**Problem description**
Each line from the one that contains "Task: place a pin on each instance of the small potted" to the end of the entries must be copied word for word, and only those lines.

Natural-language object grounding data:
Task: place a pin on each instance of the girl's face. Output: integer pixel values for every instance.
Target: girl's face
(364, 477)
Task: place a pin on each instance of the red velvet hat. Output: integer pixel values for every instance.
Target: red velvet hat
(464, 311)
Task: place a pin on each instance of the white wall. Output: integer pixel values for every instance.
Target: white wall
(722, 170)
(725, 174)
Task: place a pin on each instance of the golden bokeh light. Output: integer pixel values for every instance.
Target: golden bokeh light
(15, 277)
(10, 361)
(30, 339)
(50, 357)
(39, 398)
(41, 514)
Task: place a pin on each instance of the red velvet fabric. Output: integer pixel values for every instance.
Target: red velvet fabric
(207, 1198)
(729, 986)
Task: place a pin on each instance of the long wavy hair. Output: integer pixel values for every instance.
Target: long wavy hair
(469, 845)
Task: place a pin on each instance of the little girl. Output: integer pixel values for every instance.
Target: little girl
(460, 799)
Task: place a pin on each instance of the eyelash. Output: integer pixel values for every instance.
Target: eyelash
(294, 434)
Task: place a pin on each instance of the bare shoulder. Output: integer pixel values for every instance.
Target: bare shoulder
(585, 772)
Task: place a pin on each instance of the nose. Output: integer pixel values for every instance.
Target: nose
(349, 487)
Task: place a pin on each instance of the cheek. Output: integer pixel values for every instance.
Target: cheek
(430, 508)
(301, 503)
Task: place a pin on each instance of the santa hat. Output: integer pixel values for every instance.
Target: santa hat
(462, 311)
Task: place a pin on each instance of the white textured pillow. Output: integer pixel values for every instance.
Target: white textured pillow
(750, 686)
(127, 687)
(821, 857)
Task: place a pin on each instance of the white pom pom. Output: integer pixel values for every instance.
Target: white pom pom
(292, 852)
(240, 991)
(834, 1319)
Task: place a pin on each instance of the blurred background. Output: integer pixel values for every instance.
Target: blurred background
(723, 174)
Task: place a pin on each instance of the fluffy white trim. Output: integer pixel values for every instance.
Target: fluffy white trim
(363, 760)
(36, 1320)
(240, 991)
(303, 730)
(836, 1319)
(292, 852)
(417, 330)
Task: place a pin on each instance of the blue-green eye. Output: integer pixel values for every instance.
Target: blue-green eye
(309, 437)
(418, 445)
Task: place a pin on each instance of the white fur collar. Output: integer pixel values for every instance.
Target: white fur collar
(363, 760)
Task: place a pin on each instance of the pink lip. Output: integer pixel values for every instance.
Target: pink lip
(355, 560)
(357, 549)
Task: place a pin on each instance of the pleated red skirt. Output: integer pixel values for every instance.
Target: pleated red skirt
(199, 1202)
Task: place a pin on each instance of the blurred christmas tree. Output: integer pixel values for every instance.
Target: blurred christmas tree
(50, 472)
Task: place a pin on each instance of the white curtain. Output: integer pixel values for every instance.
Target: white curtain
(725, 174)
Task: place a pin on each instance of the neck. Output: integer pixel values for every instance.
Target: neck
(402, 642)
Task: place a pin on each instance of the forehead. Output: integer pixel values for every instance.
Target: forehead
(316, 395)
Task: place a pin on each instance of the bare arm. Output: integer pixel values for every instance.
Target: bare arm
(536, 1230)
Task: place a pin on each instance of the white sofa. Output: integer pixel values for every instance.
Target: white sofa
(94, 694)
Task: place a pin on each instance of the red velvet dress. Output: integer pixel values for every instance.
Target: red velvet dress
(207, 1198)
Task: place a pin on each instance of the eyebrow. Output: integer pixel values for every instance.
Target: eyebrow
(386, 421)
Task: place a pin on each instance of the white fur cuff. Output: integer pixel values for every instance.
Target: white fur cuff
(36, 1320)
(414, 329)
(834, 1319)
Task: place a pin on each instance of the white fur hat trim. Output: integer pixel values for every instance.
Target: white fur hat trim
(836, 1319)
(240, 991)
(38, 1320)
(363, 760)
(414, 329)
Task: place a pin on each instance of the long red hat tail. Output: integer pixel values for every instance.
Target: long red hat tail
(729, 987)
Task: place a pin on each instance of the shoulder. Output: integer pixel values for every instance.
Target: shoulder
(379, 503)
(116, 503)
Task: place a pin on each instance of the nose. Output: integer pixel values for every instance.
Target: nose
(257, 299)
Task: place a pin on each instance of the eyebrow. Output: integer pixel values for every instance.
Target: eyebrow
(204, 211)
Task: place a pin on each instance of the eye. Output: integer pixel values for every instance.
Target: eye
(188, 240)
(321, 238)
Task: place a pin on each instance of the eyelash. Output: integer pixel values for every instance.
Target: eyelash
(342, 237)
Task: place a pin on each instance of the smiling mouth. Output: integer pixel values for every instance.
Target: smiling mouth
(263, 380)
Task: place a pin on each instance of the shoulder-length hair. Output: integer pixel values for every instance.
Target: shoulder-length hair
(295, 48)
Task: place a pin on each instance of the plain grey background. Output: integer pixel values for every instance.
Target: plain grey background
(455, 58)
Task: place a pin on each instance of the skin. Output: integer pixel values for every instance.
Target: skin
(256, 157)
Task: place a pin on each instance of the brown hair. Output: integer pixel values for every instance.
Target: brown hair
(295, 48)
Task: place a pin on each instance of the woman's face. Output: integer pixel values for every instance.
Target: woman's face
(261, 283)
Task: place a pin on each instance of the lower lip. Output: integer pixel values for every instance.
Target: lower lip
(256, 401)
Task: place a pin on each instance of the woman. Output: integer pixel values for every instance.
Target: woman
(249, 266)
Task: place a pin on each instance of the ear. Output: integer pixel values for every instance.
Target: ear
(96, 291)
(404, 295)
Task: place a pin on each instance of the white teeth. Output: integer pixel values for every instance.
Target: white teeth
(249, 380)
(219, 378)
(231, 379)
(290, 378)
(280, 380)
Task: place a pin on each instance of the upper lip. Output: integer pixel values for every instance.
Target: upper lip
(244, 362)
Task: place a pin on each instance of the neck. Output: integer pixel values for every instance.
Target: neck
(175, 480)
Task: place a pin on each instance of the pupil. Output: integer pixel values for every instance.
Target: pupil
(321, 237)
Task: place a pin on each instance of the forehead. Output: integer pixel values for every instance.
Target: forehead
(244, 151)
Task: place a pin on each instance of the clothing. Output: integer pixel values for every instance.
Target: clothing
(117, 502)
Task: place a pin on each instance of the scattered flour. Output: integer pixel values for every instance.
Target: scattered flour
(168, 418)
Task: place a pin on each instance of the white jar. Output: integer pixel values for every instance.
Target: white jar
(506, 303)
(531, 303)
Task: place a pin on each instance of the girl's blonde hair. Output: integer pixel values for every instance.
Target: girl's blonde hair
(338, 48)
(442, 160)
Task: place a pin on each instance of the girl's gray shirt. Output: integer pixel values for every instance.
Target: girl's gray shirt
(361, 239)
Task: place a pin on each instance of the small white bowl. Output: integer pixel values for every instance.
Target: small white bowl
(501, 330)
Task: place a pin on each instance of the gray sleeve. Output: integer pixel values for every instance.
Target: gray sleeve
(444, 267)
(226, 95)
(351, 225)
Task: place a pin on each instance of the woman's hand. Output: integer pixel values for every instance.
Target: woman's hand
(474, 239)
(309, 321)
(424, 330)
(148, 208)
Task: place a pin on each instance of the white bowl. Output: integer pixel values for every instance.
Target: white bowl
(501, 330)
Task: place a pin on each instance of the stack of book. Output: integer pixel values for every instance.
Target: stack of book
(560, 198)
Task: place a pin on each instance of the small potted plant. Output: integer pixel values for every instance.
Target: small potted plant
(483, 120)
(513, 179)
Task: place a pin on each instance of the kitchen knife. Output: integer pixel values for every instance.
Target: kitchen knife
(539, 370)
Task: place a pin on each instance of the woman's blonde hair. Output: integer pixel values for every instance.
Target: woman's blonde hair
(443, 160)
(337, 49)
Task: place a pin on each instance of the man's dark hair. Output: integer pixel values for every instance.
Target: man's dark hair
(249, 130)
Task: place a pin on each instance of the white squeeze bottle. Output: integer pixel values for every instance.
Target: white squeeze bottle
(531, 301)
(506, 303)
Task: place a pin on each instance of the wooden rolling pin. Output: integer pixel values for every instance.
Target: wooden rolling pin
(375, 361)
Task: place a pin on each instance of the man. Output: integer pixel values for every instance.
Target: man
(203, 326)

**Response area**
Task: place a pin on each instance of the small potted plant. Output: integer pixel values for every instance.
Target: small potted plant
(483, 120)
(513, 179)
Task: place a pin on each instance of the kitchen knife. Output: integer pixel values for every instance.
Target: kitchen knife
(539, 370)
Task: place a pin on each instance of the woman's blonde hair. Output: integer pixel values for every instance.
Target: woman's blonde hair
(443, 160)
(337, 49)
Task: place a pin on each instance of the man's dark hair. Output: integer pixel values for every instance.
Target: man's dark hair
(249, 130)
Task: place a pin on each instance of the white squeeze bottle. Output: integer pixel values for every instance.
Target: white squeeze bottle
(531, 301)
(506, 303)
Task: place a pin on each instance of the wooden rolling pin. Output: integer pixel values for every instance.
Target: wooden rolling pin
(375, 361)
Task: place a pin on each instance of the man. Output: integer pixel values for every instance.
Target: man
(203, 326)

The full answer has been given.